= Instruction =
Please turn all of the records below into a Markdown table with the columns Row and Line, giving each line its own numbered row and leaving out blank lines.

··· Task data

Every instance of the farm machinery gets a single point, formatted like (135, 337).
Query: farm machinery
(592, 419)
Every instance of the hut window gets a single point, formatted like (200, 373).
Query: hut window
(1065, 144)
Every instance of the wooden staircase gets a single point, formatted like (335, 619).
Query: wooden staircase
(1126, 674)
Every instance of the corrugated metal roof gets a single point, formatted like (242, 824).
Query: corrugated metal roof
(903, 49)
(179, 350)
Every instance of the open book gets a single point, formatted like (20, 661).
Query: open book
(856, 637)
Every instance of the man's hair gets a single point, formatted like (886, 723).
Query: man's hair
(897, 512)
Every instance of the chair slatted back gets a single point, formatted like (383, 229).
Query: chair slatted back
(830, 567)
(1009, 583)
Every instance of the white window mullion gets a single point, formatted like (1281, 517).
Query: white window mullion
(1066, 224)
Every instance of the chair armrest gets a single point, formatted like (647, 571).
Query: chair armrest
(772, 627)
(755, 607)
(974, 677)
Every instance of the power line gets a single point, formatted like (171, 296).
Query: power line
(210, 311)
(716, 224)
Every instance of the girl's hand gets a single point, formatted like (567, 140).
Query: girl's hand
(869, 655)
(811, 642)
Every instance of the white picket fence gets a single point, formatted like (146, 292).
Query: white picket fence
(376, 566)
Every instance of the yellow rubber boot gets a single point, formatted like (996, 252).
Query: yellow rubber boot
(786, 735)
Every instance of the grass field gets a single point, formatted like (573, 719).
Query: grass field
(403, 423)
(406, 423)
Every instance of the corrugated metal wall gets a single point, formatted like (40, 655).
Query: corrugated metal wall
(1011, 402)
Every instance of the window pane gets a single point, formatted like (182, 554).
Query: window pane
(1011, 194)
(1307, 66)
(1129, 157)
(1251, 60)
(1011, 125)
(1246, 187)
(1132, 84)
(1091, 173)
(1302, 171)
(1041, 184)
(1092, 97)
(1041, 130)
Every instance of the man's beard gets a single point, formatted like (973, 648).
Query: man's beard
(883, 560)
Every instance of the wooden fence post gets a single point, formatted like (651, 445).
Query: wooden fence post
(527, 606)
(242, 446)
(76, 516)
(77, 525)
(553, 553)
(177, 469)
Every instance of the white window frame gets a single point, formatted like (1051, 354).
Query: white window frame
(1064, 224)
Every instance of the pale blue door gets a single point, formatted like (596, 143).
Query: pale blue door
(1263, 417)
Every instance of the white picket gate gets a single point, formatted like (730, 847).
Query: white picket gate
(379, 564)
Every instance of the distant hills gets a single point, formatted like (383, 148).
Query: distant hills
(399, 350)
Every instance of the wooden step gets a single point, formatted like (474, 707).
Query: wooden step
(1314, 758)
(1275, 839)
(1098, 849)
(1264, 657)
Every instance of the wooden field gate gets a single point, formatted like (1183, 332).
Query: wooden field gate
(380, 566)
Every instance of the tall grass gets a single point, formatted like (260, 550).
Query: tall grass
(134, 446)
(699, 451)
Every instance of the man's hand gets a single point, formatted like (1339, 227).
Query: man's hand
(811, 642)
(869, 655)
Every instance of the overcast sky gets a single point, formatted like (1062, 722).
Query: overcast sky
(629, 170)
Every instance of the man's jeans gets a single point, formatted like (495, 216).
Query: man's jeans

······

= Result below =
| Row | Line |
|---|---|
| 1 | Every instance of the farm machinery gets a single point, formatted like (135, 337). |
| 2 | Query: farm machinery |
| 3 | (592, 419) |
| 4 | Every instance of the hut window gets a single point, formatted like (200, 373). |
| 5 | Query: hut window |
| 6 | (1065, 144) |
| 7 | Every instance of the wooden staircase gets a single point, formatted like (335, 619). |
| 8 | Query: wooden staircase |
| 9 | (1126, 674) |
| 10 | Every instance of the corrugated metal roof gets a single point, formatted like (242, 824). |
| 11 | Query: corrugated metal roof |
| 12 | (903, 49) |
| 13 | (179, 350) |
| 14 | Every instance of the open book gets a single point, formatted like (20, 661). |
| 15 | Query: open book |
| 16 | (856, 637) |
| 17 | Every instance of the man's hair gets a single point, formatted like (886, 723). |
| 18 | Query: man's hair |
| 19 | (897, 512) |
| 20 | Every instance of the chair slatted back gets a single point, formatted like (383, 229). |
| 21 | Query: chair slatted back |
| 22 | (830, 567) |
| 23 | (1009, 583) |
| 24 | Every instance of the white window mullion gets a single point, formatted like (1281, 517). |
| 25 | Query: white window mullion |
| 26 | (1066, 224) |
| 27 | Every instance of the chair armrest gets a single point, formatted like (647, 571). |
| 28 | Query: chair armrest |
| 29 | (772, 627) |
| 30 | (755, 607) |
| 31 | (974, 677) |
| 32 | Every instance of the power line gets a single point, formatted like (171, 296). |
| 33 | Query: power line |
| 34 | (210, 311) |
| 35 | (716, 224) |
| 36 | Every instance of the girl's hand gets a single point, formatted like (567, 140). |
| 37 | Query: girl's hand |
| 38 | (869, 655) |
| 39 | (811, 642) |
| 40 | Every instance of the white picket fence gets a single point, formatted like (146, 292). |
| 41 | Query: white picket fence |
| 42 | (376, 566) |
| 43 | Every instance of the yellow rubber boot gets a single point, formatted like (996, 252). |
| 44 | Query: yellow rubber boot |
| 45 | (786, 735) |
| 46 | Every instance of the grass field gets a single point, formatted like (573, 719). |
| 47 | Query: grass field |
| 48 | (403, 423) |
| 49 | (406, 423) |
| 50 | Every instance of the corrugated metal wall gets a single point, formatted like (40, 655). |
| 51 | Query: corrugated metal wall |
| 52 | (1011, 402) |
| 53 | Every instance of the window pane gets a single point, formatted like (182, 554). |
| 54 | Query: window pane |
| 55 | (1011, 194) |
| 56 | (1307, 66) |
| 57 | (1129, 157) |
| 58 | (1251, 60) |
| 59 | (1011, 125) |
| 60 | (1246, 187) |
| 61 | (1132, 84) |
| 62 | (1091, 173) |
| 63 | (1302, 171) |
| 64 | (1041, 184) |
| 65 | (1092, 97) |
| 66 | (1041, 130) |
| 67 | Every instance of the man's beard gets a single point, formatted like (973, 648). |
| 68 | Query: man's beard |
| 69 | (883, 560) |
| 70 | Every instance of the wooden fence post gets a single point, formatted like (651, 445). |
| 71 | Query: wooden fence post |
| 72 | (527, 606) |
| 73 | (242, 446) |
| 74 | (76, 516) |
| 75 | (77, 525) |
| 76 | (553, 553) |
| 77 | (177, 469) |
| 78 | Every instance of the white window frame gets a single point, formatted like (1051, 354). |
| 79 | Query: white window frame |
| 80 | (1064, 224) |
| 81 | Every instance of the pale blue door gets a single point, formatted like (596, 143). |
| 82 | Query: pale blue door |
| 83 | (1263, 417) |
| 84 | Every instance of the white picket gate gets a single point, formatted like (730, 847). |
| 85 | Query: white picket gate |
| 86 | (379, 564) |
| 87 | Every instance of the distant hills gets a single point, formatted like (383, 148). |
| 88 | Query: distant hills |
| 89 | (399, 350) |
| 90 | Every instance of the wooden step gets a single point, formatted like (474, 707). |
| 91 | Query: wooden step |
| 92 | (1314, 758) |
| 93 | (1275, 839) |
| 94 | (1098, 849) |
| 95 | (1264, 657) |
| 96 | Every instance of the wooden field gate gets a single point, formatted like (1183, 332). |
| 97 | Query: wooden field gate |
| 98 | (380, 566) |
| 99 | Every instance of the tall grass gets a single point, formatted like (260, 550). |
| 100 | Query: tall grass |
| 101 | (134, 446) |
| 102 | (699, 451) |
| 103 | Every instance of the man's hand gets a single point, formatted like (1339, 227). |
| 104 | Query: man's hand |
| 105 | (811, 642) |
| 106 | (869, 655) |
| 107 | Every instance of the overcast sky gets a single point, formatted like (1062, 722). |
| 108 | Query: overcast sky |
| 109 | (629, 170) |
| 110 | Every instance of the man's jeans gets a single point, formatted like (495, 216). |
| 111 | Query: man's jeans |